**JOB**. Starting at the line that contains "Place one pin on each instance of the deer's", quote each line exactly through the last line of the entries, both included.
___ AVAILABLE RECORDS ___
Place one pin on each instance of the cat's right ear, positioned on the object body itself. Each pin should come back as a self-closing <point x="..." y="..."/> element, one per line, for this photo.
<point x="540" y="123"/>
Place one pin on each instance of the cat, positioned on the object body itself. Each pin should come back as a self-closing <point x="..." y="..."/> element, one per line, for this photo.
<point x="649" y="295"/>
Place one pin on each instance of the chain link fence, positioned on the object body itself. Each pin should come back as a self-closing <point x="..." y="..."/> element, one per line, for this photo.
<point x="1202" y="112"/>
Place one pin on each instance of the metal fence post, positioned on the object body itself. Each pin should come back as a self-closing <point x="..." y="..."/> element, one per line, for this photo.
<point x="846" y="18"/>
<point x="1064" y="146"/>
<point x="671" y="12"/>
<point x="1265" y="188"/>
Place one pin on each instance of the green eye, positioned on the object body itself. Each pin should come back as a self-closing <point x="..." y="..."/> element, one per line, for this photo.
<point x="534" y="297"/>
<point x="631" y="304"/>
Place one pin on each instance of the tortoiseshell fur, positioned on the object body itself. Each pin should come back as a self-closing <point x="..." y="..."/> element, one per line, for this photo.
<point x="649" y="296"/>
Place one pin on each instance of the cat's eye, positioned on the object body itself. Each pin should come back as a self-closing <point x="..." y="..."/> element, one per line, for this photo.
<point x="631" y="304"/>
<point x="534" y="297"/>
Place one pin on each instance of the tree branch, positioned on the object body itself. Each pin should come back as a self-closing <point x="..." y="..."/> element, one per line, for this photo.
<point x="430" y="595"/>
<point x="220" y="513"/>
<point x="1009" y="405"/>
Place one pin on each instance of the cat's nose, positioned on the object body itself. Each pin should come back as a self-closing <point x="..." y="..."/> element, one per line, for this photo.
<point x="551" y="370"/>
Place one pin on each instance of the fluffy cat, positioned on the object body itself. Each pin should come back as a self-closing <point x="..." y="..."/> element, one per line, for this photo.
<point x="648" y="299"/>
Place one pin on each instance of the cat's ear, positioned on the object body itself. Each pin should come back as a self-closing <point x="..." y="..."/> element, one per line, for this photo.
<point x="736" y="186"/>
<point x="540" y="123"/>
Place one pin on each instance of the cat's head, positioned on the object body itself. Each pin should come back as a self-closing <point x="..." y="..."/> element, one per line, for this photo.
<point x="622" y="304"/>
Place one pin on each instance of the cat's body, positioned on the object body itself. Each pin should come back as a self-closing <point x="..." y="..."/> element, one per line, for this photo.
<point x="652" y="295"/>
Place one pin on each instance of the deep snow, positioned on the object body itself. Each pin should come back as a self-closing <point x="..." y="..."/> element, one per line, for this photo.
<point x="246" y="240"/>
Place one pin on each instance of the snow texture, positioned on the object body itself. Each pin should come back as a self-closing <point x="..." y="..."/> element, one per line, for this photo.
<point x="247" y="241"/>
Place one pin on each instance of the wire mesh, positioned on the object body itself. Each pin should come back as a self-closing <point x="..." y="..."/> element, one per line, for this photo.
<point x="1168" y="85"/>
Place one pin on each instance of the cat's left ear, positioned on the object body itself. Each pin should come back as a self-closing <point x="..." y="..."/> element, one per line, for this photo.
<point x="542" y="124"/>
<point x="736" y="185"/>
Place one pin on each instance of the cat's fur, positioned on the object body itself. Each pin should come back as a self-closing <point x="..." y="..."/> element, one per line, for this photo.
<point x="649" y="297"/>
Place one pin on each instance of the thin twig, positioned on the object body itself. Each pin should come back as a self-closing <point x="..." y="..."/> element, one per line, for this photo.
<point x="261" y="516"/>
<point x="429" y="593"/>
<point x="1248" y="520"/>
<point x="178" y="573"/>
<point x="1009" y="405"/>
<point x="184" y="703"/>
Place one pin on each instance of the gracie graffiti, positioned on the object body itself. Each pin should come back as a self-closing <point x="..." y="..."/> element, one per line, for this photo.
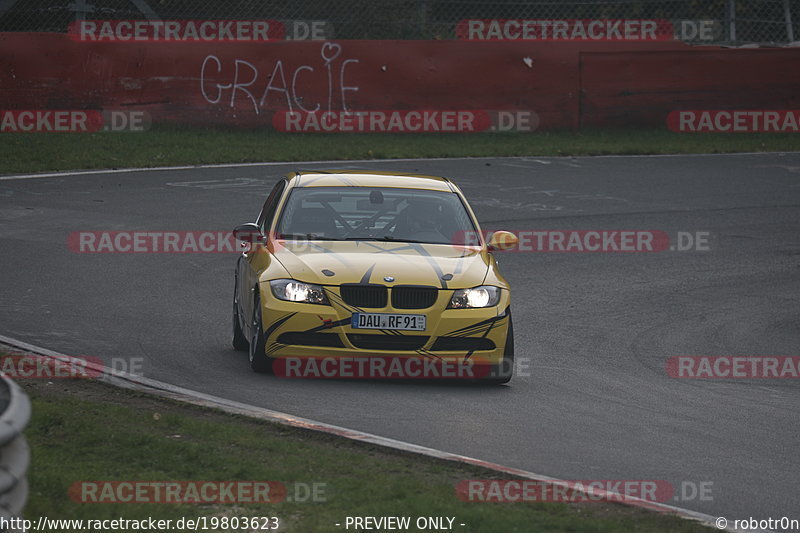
<point x="280" y="87"/>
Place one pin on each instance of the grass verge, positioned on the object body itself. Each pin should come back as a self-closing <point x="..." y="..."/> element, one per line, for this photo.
<point x="84" y="430"/>
<point x="168" y="146"/>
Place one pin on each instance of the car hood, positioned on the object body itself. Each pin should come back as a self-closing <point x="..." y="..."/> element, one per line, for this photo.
<point x="334" y="263"/>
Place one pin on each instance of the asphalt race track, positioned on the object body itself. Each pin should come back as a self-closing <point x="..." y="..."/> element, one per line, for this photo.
<point x="591" y="398"/>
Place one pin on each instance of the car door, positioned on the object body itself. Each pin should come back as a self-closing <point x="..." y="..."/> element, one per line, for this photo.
<point x="253" y="258"/>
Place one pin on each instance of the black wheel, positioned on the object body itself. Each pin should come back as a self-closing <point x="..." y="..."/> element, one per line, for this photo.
<point x="259" y="361"/>
<point x="502" y="373"/>
<point x="240" y="342"/>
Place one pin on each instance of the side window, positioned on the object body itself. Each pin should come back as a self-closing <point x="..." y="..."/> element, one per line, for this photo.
<point x="268" y="211"/>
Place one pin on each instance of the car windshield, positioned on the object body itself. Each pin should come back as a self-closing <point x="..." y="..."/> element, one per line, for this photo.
<point x="379" y="213"/>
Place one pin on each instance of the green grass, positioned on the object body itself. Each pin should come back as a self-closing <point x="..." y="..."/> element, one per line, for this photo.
<point x="87" y="431"/>
<point x="167" y="146"/>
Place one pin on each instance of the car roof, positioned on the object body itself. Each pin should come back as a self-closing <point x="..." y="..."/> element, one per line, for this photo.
<point x="362" y="178"/>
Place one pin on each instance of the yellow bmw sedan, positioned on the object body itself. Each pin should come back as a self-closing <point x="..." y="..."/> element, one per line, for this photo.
<point x="372" y="274"/>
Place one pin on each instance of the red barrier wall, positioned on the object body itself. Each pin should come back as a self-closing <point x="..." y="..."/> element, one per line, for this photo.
<point x="567" y="84"/>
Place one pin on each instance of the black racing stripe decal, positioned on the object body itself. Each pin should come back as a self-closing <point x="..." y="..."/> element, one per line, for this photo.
<point x="336" y="299"/>
<point x="335" y="255"/>
<point x="426" y="353"/>
<point x="367" y="275"/>
<point x="338" y="323"/>
<point x="274" y="347"/>
<point x="275" y="325"/>
<point x="431" y="261"/>
<point x="478" y="326"/>
<point x="383" y="250"/>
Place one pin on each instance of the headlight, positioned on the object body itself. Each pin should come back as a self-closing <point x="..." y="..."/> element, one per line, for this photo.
<point x="296" y="291"/>
<point x="484" y="296"/>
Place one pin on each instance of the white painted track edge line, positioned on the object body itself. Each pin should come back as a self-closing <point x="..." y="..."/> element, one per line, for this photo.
<point x="68" y="173"/>
<point x="166" y="390"/>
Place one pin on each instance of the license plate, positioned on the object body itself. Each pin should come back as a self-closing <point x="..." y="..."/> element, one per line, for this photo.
<point x="388" y="321"/>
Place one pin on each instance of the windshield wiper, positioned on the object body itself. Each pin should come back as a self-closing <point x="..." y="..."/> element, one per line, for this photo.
<point x="305" y="237"/>
<point x="386" y="238"/>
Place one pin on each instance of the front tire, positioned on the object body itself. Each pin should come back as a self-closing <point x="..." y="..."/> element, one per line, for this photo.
<point x="259" y="361"/>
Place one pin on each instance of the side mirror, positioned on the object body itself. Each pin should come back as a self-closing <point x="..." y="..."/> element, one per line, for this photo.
<point x="502" y="240"/>
<point x="248" y="233"/>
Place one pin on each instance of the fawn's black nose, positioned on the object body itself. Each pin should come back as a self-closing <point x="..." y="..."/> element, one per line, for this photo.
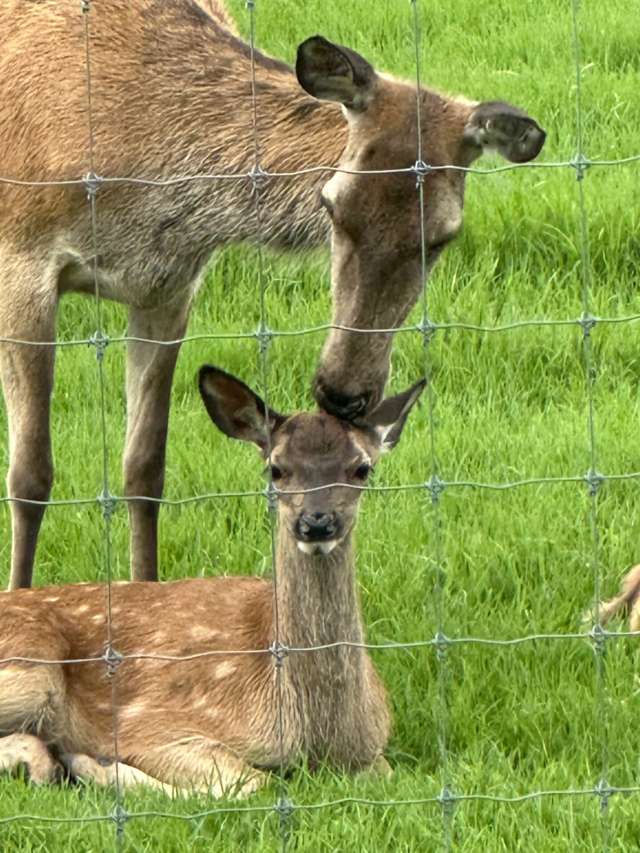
<point x="341" y="405"/>
<point x="317" y="526"/>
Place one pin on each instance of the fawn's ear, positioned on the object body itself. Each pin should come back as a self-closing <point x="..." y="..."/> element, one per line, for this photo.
<point x="235" y="409"/>
<point x="334" y="73"/>
<point x="506" y="129"/>
<point x="388" y="419"/>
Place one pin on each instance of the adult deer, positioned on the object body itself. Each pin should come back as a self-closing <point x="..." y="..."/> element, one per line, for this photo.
<point x="213" y="721"/>
<point x="171" y="95"/>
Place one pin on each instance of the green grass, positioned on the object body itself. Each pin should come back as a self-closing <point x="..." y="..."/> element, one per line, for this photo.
<point x="508" y="406"/>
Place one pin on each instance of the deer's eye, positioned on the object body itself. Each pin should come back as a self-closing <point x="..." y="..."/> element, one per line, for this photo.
<point x="362" y="471"/>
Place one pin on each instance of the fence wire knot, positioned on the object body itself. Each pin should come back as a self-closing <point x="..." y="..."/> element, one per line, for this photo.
<point x="113" y="659"/>
<point x="593" y="481"/>
<point x="435" y="486"/>
<point x="588" y="322"/>
<point x="447" y="800"/>
<point x="92" y="182"/>
<point x="580" y="163"/>
<point x="284" y="808"/>
<point x="279" y="652"/>
<point x="421" y="170"/>
<point x="599" y="637"/>
<point x="264" y="336"/>
<point x="604" y="791"/>
<point x="100" y="341"/>
<point x="108" y="504"/>
<point x="120" y="816"/>
<point x="442" y="643"/>
<point x="427" y="329"/>
<point x="271" y="494"/>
___
**WRITTEN ANSWER**.
Place one pin on each instance of the deer's eye, positioned on the object body itself. Each pin should come back as a self-closing <point x="..." y="..."/> element, one per line, for this photo.
<point x="362" y="471"/>
Place one pin on each instance of the fence wire knot, positioned on the object body itself. Each pin should come back as a self-closing <point x="..." y="..."/> element, one per line, for this photo.
<point x="113" y="659"/>
<point x="593" y="481"/>
<point x="435" y="486"/>
<point x="588" y="322"/>
<point x="447" y="800"/>
<point x="92" y="182"/>
<point x="580" y="163"/>
<point x="284" y="808"/>
<point x="279" y="652"/>
<point x="421" y="170"/>
<point x="599" y="637"/>
<point x="264" y="336"/>
<point x="604" y="791"/>
<point x="100" y="341"/>
<point x="108" y="504"/>
<point x="120" y="816"/>
<point x="442" y="643"/>
<point x="427" y="329"/>
<point x="271" y="494"/>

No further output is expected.